Brief:
Across all the records, filter for lines with the word "canopy" and copy them.

====== Input records

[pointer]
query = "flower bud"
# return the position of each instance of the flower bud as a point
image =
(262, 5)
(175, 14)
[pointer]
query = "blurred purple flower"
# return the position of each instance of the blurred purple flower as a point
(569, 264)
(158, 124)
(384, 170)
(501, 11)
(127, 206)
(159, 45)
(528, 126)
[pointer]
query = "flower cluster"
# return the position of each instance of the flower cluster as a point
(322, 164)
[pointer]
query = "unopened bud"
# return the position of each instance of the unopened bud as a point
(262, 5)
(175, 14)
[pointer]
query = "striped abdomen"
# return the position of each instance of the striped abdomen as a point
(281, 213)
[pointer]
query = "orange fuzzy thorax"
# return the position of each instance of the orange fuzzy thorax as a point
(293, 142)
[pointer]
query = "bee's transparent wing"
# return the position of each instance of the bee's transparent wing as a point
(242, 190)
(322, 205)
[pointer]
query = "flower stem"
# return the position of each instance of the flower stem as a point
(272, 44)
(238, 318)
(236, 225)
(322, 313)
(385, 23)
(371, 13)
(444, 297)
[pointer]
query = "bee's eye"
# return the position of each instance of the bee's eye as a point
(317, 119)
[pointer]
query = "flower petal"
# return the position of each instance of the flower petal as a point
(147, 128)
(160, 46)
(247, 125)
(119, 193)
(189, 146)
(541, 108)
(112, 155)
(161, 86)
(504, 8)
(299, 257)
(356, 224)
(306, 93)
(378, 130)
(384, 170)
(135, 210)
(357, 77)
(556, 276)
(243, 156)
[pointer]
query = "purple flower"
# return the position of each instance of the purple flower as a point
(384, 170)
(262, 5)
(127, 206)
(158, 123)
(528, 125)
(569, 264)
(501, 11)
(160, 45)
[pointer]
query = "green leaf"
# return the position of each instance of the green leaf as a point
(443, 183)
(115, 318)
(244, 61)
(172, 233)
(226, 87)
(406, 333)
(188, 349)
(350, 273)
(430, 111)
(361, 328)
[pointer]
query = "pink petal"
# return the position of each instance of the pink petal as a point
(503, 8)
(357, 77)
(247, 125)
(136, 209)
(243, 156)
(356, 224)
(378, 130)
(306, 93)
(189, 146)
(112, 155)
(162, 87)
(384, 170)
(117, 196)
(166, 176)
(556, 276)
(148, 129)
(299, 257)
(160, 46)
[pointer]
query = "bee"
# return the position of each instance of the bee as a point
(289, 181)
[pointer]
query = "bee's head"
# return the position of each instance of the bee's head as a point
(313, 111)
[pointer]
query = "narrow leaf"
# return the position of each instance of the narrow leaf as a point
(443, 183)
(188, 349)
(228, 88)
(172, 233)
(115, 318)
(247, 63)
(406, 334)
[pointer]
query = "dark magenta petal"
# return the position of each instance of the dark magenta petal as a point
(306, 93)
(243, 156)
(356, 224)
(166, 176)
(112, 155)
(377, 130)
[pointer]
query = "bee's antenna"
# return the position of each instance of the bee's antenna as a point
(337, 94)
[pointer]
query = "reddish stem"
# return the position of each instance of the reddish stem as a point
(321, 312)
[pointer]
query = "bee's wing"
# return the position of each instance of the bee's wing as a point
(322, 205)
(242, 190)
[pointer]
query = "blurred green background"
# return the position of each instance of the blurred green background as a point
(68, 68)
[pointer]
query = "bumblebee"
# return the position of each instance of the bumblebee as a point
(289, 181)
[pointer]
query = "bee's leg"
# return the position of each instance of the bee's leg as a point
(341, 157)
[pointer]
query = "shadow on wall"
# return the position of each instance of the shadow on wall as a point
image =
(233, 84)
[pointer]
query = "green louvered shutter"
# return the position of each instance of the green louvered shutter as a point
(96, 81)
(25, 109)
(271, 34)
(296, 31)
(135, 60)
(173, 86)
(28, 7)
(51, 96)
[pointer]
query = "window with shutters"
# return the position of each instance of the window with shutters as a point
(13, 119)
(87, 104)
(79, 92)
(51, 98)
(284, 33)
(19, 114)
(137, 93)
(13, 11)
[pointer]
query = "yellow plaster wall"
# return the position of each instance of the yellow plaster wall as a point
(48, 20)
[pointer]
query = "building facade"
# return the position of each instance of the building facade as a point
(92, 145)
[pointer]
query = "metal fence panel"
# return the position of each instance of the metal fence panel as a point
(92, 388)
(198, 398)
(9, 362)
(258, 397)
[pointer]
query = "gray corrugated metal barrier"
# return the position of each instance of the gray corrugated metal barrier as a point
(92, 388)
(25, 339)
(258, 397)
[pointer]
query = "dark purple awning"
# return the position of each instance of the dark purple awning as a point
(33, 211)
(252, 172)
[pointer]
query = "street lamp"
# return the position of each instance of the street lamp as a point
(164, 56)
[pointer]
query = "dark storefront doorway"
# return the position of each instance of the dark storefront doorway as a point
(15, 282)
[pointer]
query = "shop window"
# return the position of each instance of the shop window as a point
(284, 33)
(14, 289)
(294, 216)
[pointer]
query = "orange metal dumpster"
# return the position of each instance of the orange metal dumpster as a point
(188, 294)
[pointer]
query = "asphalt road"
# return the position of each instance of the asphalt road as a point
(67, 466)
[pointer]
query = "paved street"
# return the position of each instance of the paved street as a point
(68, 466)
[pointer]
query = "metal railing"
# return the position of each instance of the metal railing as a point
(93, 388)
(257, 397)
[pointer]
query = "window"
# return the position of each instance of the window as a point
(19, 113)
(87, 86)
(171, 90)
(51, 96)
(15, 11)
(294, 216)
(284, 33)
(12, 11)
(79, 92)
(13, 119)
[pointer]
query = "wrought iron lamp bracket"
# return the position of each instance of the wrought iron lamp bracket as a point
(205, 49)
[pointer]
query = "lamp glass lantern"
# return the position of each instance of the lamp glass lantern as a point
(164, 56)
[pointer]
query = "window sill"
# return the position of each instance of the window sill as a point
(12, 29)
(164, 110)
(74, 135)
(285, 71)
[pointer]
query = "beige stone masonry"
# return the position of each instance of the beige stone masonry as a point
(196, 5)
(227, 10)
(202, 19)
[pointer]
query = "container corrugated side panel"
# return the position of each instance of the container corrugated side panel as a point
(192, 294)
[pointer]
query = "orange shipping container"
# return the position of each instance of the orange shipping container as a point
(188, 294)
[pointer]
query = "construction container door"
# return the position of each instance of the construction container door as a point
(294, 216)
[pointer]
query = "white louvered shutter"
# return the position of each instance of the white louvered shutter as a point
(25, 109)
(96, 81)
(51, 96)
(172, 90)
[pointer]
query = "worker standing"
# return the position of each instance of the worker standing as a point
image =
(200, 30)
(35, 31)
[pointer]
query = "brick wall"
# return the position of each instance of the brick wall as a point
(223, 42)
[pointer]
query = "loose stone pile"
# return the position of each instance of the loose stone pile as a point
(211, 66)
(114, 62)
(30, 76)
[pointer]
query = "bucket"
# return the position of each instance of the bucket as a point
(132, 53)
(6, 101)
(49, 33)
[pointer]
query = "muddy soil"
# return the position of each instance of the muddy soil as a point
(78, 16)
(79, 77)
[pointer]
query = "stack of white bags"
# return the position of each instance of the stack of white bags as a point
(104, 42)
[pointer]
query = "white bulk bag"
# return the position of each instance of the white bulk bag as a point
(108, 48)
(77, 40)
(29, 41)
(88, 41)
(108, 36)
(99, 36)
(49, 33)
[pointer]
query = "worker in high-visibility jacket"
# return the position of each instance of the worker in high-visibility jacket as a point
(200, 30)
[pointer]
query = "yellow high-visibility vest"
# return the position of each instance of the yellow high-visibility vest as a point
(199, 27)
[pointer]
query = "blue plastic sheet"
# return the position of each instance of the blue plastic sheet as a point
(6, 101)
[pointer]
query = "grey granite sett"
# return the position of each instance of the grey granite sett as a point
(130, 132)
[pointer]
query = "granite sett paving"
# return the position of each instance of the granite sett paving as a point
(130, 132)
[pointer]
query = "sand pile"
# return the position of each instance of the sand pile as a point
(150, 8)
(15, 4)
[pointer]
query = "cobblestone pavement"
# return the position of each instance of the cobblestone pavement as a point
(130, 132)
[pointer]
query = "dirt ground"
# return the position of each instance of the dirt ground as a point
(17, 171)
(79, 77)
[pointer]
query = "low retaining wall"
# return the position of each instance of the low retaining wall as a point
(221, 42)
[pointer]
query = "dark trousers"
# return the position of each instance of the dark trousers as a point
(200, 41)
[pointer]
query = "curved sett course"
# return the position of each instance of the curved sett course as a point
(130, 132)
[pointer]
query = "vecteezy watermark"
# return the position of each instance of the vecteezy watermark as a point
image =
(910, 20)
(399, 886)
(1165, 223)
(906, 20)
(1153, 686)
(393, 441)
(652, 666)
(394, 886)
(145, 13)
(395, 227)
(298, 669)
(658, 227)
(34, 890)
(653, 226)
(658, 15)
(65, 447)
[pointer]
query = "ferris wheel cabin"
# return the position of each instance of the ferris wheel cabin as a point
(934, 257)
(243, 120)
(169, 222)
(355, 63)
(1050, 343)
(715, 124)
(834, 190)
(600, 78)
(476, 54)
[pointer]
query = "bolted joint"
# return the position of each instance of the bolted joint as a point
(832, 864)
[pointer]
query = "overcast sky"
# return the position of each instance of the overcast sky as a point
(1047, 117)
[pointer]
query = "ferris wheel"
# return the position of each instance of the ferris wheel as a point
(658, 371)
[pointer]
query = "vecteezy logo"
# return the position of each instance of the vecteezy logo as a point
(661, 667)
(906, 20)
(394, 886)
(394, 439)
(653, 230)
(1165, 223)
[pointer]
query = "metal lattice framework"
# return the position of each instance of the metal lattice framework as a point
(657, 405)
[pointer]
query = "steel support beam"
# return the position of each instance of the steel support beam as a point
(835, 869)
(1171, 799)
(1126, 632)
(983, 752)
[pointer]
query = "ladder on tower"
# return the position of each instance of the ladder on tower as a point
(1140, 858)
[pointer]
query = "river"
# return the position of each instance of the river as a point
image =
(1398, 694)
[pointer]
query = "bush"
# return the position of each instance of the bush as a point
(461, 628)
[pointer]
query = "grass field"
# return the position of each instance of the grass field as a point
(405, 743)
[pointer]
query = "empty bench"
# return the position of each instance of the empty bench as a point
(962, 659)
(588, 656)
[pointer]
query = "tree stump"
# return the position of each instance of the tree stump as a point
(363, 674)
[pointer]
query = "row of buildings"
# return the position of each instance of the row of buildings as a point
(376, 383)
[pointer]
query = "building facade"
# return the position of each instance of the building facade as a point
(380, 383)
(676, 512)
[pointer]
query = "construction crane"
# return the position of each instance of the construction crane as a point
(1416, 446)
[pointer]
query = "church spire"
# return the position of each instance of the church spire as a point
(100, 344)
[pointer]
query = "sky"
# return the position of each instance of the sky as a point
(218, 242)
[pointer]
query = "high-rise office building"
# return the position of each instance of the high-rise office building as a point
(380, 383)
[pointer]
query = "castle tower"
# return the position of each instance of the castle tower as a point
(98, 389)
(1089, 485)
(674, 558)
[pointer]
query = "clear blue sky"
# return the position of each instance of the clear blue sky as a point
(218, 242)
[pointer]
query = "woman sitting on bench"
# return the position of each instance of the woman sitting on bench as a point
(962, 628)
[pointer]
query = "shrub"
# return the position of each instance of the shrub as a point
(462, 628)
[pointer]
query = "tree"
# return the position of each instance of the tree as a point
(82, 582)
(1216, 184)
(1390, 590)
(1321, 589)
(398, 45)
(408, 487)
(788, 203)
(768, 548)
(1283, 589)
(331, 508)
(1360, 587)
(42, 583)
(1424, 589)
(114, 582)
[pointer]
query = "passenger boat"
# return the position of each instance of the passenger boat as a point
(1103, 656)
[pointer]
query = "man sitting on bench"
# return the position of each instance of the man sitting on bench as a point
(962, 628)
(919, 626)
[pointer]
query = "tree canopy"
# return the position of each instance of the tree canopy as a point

============

Completed task:
query = "tree canopy"
# return the position of each instance of the tree canopy as a point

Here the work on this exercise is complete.